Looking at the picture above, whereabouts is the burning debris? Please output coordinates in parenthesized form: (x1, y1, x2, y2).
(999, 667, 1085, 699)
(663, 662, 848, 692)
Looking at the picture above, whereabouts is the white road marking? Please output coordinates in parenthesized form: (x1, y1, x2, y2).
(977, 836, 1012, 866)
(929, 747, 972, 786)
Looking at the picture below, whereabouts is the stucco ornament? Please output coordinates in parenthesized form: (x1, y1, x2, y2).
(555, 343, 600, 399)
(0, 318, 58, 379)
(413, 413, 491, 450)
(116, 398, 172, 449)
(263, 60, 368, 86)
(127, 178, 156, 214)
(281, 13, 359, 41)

---+---

Work instructions> Nothing may be omitted. Restate all of the entries exactly.

Exercise result>
Looking at the picture above, whereabouts is the burning debris? Please output coordinates in parenthesized form: (x1, y1, x2, y2).
(999, 667, 1085, 699)
(663, 662, 848, 692)
Looking at the picture above, whereabouts is the white road marking? Please output coordinates in parenthesized form: (x1, y1, x2, y2).
(977, 836, 1012, 866)
(929, 747, 972, 786)
Looking at the picture below, whereabouts is the stucco ornament? Please output coordinates in parenthesized form: (x1, y1, x2, y2).
(555, 343, 600, 399)
(0, 318, 58, 379)
(413, 413, 491, 450)
(116, 398, 172, 449)
(263, 60, 368, 86)
(127, 178, 156, 214)
(281, 13, 359, 41)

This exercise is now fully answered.